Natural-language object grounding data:

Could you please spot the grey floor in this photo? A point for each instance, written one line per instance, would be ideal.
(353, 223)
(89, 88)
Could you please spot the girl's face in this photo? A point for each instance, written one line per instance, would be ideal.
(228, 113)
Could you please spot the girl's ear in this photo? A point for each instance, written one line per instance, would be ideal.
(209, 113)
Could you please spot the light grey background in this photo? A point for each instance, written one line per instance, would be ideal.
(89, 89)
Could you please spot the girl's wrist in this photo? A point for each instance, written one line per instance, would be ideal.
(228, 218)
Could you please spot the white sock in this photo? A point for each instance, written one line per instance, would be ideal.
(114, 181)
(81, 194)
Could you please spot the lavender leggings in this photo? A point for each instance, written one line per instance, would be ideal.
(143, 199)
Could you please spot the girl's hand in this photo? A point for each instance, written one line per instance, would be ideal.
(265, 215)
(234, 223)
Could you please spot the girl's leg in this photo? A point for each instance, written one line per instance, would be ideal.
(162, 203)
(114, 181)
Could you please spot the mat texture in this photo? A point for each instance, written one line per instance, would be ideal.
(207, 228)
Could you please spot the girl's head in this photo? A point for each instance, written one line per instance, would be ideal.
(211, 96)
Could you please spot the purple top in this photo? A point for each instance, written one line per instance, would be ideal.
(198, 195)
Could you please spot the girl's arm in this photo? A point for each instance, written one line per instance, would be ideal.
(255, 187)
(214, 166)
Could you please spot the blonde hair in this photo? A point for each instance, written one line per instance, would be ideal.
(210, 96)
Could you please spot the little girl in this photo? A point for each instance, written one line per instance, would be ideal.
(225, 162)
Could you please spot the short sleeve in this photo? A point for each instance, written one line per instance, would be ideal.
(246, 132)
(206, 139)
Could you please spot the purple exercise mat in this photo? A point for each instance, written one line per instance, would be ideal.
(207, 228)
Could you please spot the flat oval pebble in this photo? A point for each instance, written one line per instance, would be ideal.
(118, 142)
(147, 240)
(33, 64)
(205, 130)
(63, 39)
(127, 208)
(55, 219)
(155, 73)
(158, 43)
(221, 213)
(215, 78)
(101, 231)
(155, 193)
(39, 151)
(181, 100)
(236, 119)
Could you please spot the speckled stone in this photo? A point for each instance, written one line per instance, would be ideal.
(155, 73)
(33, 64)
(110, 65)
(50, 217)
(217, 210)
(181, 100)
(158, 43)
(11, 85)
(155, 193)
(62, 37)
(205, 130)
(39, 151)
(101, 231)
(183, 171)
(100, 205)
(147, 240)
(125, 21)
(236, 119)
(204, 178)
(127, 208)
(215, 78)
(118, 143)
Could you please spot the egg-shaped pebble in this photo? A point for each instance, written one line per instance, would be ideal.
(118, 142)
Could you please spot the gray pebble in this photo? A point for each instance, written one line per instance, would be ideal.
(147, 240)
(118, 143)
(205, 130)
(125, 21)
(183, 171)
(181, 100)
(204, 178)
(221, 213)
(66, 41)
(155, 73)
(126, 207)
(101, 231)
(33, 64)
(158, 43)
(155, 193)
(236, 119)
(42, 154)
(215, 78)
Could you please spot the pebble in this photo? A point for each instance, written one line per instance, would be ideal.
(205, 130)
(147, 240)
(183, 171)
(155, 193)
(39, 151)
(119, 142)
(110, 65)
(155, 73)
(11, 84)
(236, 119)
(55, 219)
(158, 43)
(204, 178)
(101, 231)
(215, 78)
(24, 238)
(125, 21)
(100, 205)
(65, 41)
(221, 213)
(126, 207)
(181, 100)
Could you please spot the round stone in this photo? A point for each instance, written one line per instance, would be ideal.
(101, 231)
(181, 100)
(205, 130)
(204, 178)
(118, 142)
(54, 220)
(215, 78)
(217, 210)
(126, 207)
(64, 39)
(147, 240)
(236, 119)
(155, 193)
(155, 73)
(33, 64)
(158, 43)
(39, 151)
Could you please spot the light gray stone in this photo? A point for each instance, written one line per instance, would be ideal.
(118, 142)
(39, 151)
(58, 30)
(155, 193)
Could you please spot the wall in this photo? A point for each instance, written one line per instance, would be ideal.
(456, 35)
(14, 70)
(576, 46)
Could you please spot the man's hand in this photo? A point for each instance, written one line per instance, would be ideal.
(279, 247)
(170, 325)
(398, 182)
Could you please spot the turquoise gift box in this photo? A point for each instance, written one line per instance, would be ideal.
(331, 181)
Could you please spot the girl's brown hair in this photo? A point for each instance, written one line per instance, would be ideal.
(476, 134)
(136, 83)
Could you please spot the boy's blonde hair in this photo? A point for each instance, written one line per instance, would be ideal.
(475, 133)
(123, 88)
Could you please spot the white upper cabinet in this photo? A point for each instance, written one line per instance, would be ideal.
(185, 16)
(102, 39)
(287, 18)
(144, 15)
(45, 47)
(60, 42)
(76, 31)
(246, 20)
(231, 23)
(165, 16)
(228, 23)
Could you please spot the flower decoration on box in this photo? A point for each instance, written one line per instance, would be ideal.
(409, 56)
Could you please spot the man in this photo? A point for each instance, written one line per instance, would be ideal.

# Exercise requirements
Restate the data word for word.

# Solution
Could you please spot the grey floor in this photo? A point for each instance, written one line per instance, would be ideal.
(353, 223)
(89, 88)
Could you please spot the girl's face in this photo? A point for each instance, written one line per instance, would be ideal.
(228, 113)
Could you please spot the girl's ear in this photo? A point for each instance, written one line per instance, would be ideal.
(209, 113)
Could you please spot the light grey background in this photo? A point for each instance, written one line per instance, would be ideal.
(89, 89)
Could you please spot the girl's wrist in this photo? A point for each instance, written one line per instance, would be ideal.
(228, 218)
Could you please spot the white sock in this photo? A point for each instance, written one line per instance, would be ideal.
(114, 181)
(81, 194)
Could you please spot the lavender leggings in this photo? A point for each instance, written one line per instance, would be ideal.
(143, 199)
Could you please spot the girl's hand in this photo? A point for each instance, written one line per instance, would be ideal.
(265, 215)
(234, 223)
Could you please spot the girl's leg in this photo? A point for each instance, written one line per instance, would be ideal.
(162, 203)
(114, 181)
Could you please spot the mat texture in this photo? A point for each instance, written one line per instance, would be ideal.
(207, 228)
Could you please spot the girl's head in this photo? A point for each instance, written one line per instance, would be ideal.
(211, 96)
Could you please spot the purple top in this photo? A point for each instance, written one line per instance, would be ideal.
(198, 195)
Could you please spot the girl's arm in this photo? A point for each instance, written one line per instance, would be ideal.
(255, 187)
(214, 166)
Could you please spot the blonde hair in this photo? A point for each instance, written one line per instance, would be ideal.
(210, 96)
Could you please spot the little girl in this photo? A point for each instance, written one line per instance, would be ideal.
(225, 162)
Could you please spot the short sleeve in this photo? A point for each instance, written one line per instance, would be ideal.
(246, 132)
(206, 139)
Could you please spot the purple exercise mat in this photo? A point for each instance, written one line per instance, would be ideal.
(207, 228)
Could you please spot the flat oval pebble in this photo? A point for each instance, written one line per instance, would be ideal.
(118, 142)
(147, 240)
(33, 64)
(205, 130)
(63, 39)
(127, 208)
(55, 219)
(155, 73)
(158, 43)
(221, 213)
(215, 78)
(101, 231)
(155, 193)
(39, 151)
(181, 100)
(236, 119)
Could you please spot the speckled stone in this photo? A point for each instance, written one line per instance, would be ideal.
(155, 73)
(33, 64)
(110, 65)
(50, 217)
(217, 210)
(181, 100)
(158, 43)
(11, 85)
(155, 193)
(62, 37)
(205, 130)
(39, 151)
(101, 231)
(183, 171)
(100, 205)
(147, 240)
(125, 21)
(236, 119)
(204, 178)
(127, 208)
(215, 78)
(118, 143)
Could you please spot the egg-shaped pebble in this photo? A point for each instance, written one line per instance, would be ideal.
(118, 142)
Could you please spot the gray pebble in this photo? A point for each instance, written one line per instance, would be ideal.
(147, 240)
(118, 143)
(205, 130)
(125, 21)
(183, 171)
(181, 100)
(204, 178)
(221, 213)
(66, 41)
(155, 73)
(126, 207)
(101, 231)
(33, 64)
(158, 43)
(155, 193)
(236, 119)
(42, 154)
(215, 78)
Could you please spot the pebble in this photo? A point for each instance, written one line per instance, would be ideal.
(205, 130)
(147, 240)
(183, 171)
(155, 193)
(39, 151)
(119, 142)
(110, 65)
(155, 73)
(11, 84)
(236, 119)
(55, 219)
(158, 43)
(204, 178)
(101, 231)
(215, 78)
(24, 238)
(125, 21)
(100, 205)
(65, 41)
(221, 213)
(126, 207)
(181, 100)
Could you please spot the round stone in this photo? A point for each instance, written one line per instance, would be ideal.
(101, 231)
(181, 100)
(205, 130)
(204, 178)
(118, 142)
(54, 220)
(215, 78)
(217, 210)
(126, 207)
(64, 39)
(147, 240)
(236, 119)
(155, 193)
(155, 73)
(33, 64)
(158, 43)
(39, 151)
Could you please spot the light gray stone in this photo? A point for each instance, written one line per instance, would be ideal.
(118, 142)
(39, 151)
(58, 30)
(155, 193)
Could you please spot the wall in this photo? A point for each instance, written one line per instance, would be ideal.
(456, 35)
(14, 70)
(576, 46)
Could you please spot the man's hand in this photo? A point for each instance, written one line per instance, would be ideal.
(279, 247)
(170, 325)
(398, 182)
Could you please spot the turquoise gift box in this photo? A point for each instance, written one line per instance, would be ideal.
(331, 181)
Could you please spot the girl's brown hair in this photo? A point for each instance, written one line per instance, would be ideal.
(476, 134)
(136, 83)
Could you please spot the boy's blonde hair in this photo? A point for each instance, written one line per instance, would be ideal.
(475, 133)
(123, 88)
Could you please spot the white upper cabinet in this photo? A point for each instance, written one line per instance, would be ideal.
(185, 16)
(102, 39)
(287, 18)
(144, 15)
(45, 47)
(60, 42)
(76, 31)
(246, 20)
(231, 23)
(165, 16)
(228, 23)
Could you please spot the flower decoration on box in this photo? A point for each instance, written one line per instance, would be ideal.
(409, 56)
Could you please spot the man in this photo? A point for each instance, written one line per instance, would be ideal.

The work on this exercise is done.